OBJECTIVE →
Find every line in the entries below that contains the word "canopy", treating uppercase and lowercase as different, and copy each of those lines.

MATERIAL SHOWN →
------------------------------
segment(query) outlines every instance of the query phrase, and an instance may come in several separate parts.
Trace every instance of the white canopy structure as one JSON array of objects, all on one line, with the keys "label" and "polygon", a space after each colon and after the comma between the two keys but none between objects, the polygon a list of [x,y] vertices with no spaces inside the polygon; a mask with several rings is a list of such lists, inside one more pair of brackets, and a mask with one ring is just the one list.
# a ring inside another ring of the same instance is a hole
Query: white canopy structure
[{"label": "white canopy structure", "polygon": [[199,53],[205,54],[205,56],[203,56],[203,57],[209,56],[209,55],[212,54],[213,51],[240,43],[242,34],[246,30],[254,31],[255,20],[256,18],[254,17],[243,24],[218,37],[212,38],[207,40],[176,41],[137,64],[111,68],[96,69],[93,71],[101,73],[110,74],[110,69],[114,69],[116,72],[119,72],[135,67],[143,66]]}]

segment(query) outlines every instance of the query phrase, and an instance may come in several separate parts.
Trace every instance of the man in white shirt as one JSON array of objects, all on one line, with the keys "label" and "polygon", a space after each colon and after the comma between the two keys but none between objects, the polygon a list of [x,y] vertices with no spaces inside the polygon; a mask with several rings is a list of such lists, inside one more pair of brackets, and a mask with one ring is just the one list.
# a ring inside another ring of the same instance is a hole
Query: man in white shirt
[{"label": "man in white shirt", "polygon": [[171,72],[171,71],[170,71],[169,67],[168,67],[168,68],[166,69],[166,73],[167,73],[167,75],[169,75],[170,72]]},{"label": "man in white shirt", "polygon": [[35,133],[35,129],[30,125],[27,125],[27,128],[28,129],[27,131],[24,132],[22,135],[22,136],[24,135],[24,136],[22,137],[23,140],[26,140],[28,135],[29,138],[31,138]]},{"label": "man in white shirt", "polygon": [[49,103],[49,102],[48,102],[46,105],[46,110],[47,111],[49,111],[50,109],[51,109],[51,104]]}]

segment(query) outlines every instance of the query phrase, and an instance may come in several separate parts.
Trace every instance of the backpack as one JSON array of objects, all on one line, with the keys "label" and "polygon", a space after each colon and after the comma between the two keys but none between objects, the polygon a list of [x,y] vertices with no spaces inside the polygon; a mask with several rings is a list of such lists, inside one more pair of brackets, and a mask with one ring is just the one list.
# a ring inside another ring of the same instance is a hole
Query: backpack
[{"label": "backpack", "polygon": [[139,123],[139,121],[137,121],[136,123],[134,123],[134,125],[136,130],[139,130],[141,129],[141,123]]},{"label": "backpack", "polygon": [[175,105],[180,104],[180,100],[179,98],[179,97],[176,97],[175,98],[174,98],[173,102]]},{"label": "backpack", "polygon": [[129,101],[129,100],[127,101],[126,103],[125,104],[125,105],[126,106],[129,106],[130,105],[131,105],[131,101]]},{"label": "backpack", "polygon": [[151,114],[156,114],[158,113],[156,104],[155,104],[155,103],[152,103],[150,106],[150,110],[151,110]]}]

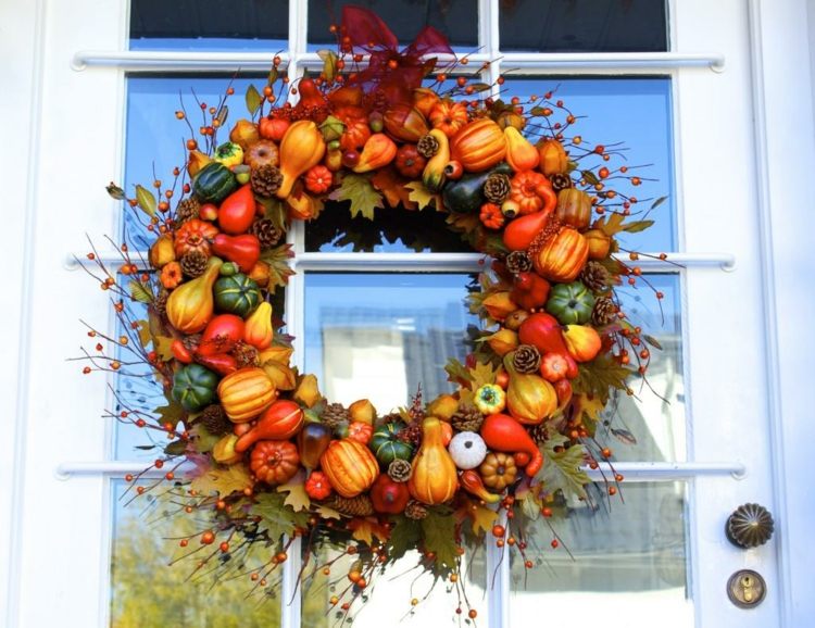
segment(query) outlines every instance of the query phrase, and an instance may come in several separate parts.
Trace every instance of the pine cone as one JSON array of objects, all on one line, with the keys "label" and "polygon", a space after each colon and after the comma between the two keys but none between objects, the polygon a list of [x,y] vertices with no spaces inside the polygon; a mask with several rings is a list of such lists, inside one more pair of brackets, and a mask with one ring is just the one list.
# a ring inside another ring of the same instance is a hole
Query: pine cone
[{"label": "pine cone", "polygon": [[252,185],[252,191],[255,194],[268,199],[274,197],[275,192],[280,189],[283,174],[275,166],[263,165],[252,171],[249,183]]},{"label": "pine cone", "polygon": [[426,135],[422,139],[418,140],[418,143],[416,145],[416,152],[421,154],[425,159],[430,159],[432,155],[435,155],[439,150],[439,140],[437,140],[431,135]]},{"label": "pine cone", "polygon": [[422,424],[412,423],[397,434],[397,438],[417,448],[422,444]]},{"label": "pine cone", "polygon": [[187,221],[198,217],[198,211],[201,209],[201,203],[196,198],[184,199],[178,206],[175,209],[175,222],[180,225]]},{"label": "pine cone", "polygon": [[283,231],[268,218],[260,218],[252,223],[249,233],[258,237],[261,249],[271,249],[283,238]]},{"label": "pine cone", "polygon": [[549,440],[549,428],[543,424],[534,425],[529,428],[529,438],[538,444],[543,444]]},{"label": "pine cone", "polygon": [[465,403],[459,406],[457,412],[453,414],[450,423],[459,431],[478,431],[481,429],[484,415],[475,405]]},{"label": "pine cone", "polygon": [[319,417],[331,429],[349,419],[348,410],[341,403],[329,403]]},{"label": "pine cone", "polygon": [[231,350],[231,354],[238,363],[238,368],[261,365],[260,352],[248,342],[238,342]]},{"label": "pine cone", "polygon": [[513,275],[518,273],[528,273],[532,269],[532,261],[526,251],[513,251],[506,255],[506,269]]},{"label": "pine cone", "polygon": [[611,273],[600,262],[589,262],[579,279],[592,292],[605,292],[611,284]]},{"label": "pine cone", "polygon": [[424,519],[427,516],[427,506],[416,500],[411,500],[404,507],[404,516],[409,519]]},{"label": "pine cone", "polygon": [[534,344],[522,344],[512,356],[512,366],[518,373],[536,373],[540,368],[540,351]]},{"label": "pine cone", "polygon": [[510,196],[510,177],[499,173],[491,174],[484,184],[484,196],[490,203],[500,205]]},{"label": "pine cone", "polygon": [[594,301],[594,309],[591,311],[591,323],[597,327],[610,325],[617,319],[617,305],[607,297],[600,297]]},{"label": "pine cone", "polygon": [[200,249],[192,249],[181,258],[181,272],[190,279],[200,277],[206,269],[206,262],[210,258]]},{"label": "pine cone", "polygon": [[224,409],[217,403],[208,405],[199,420],[212,436],[224,436],[233,430],[233,424],[227,418]]},{"label": "pine cone", "polygon": [[335,494],[325,502],[329,508],[334,508],[341,515],[349,517],[367,517],[374,514],[374,504],[365,493],[355,498],[343,498]]},{"label": "pine cone", "polygon": [[552,184],[552,189],[555,192],[560,192],[572,187],[572,177],[563,173],[555,173],[549,177],[549,183]]},{"label": "pine cone", "polygon": [[388,465],[388,476],[394,482],[406,482],[411,479],[413,466],[406,460],[394,460]]}]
------------------------------
THE COMPLETED TASK →
Trace every instance of the white canopy structure as one JSON array of objects, all on one line, with the keys "label" and "polygon", a space after each colon and after the comma between the two keys but none between objects, the polygon a list of [x,y] vertices with no spaces inside the polygon; a mask with several rings is a list of such lists, inside one more pair of brackets, and a mask with one ring is just the one list.
Query: white canopy structure
[{"label": "white canopy structure", "polygon": [[199,53],[205,54],[205,56],[203,56],[203,57],[209,56],[209,55],[212,54],[213,51],[240,43],[242,34],[246,30],[254,31],[255,20],[256,18],[254,17],[243,24],[218,37],[212,38],[207,40],[176,41],[137,64],[111,68],[96,69],[93,71],[101,73],[110,74],[110,69],[114,69],[116,72],[119,72],[135,67],[143,66]]}]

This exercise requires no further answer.